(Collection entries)
-*-*-
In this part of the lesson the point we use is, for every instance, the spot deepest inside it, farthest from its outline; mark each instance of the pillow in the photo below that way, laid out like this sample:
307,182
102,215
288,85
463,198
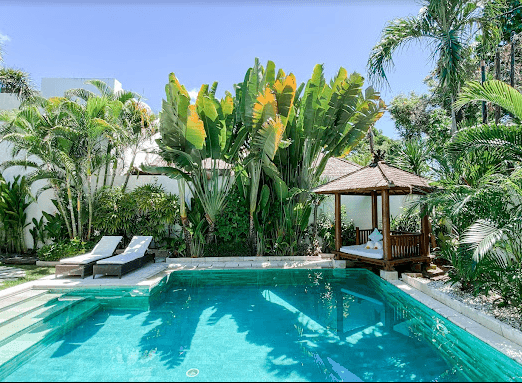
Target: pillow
375,236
-*-*-
The records above must all be output exactly. Omit the images.

In this part of the lesson the point we use is, for every instance, the spot deepest inside it, farthest from its outline; mark each instance of the pillow in the photo below that way, laid out like this sample:
307,182
102,215
288,85
463,198
Target: pillow
375,236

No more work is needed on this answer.